### Action item
If a line in the data below contains the word "shaped", copy it out.

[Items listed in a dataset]
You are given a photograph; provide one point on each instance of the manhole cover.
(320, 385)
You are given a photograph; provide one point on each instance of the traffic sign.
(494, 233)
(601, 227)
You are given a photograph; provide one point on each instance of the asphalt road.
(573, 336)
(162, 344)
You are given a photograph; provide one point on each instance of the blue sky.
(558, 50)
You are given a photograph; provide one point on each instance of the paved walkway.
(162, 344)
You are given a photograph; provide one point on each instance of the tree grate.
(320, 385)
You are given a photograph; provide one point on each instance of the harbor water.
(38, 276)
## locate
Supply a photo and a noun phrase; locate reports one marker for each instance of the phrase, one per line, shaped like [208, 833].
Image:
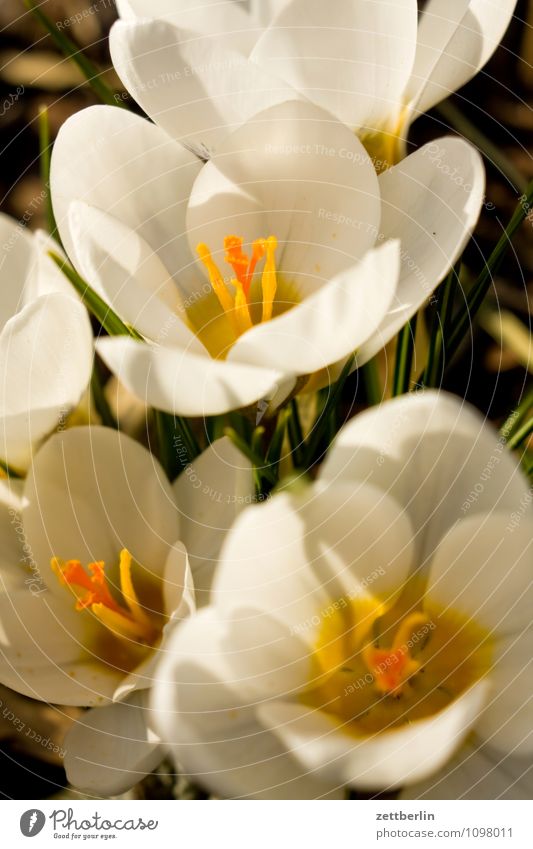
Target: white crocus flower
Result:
[360, 629]
[238, 22]
[375, 65]
[273, 261]
[93, 579]
[46, 344]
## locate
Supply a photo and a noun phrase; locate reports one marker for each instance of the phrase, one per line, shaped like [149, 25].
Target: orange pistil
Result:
[237, 306]
[392, 667]
[128, 620]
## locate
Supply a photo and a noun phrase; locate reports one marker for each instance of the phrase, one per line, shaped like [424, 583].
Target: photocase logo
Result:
[32, 822]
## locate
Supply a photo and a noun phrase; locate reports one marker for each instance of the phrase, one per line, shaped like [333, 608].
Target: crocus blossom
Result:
[272, 262]
[46, 344]
[94, 577]
[361, 629]
[375, 65]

### Response box
Supply a photo and a noun phrase; locate reports one marker for each instance of the phrase, one per line, shaped like [208, 833].
Supply a photo and a noun phrase; locate reports one marker for each instance of the phrase, one per line, shaped like [149, 25].
Supply a photo and a noun phrase; locate reports one marker for each instance of the phrase, one per line, shaped like [424, 583].
Supply a photo and a noun phrase; locate reports one marker for each instance of the phrase, one per line, shaped like [333, 608].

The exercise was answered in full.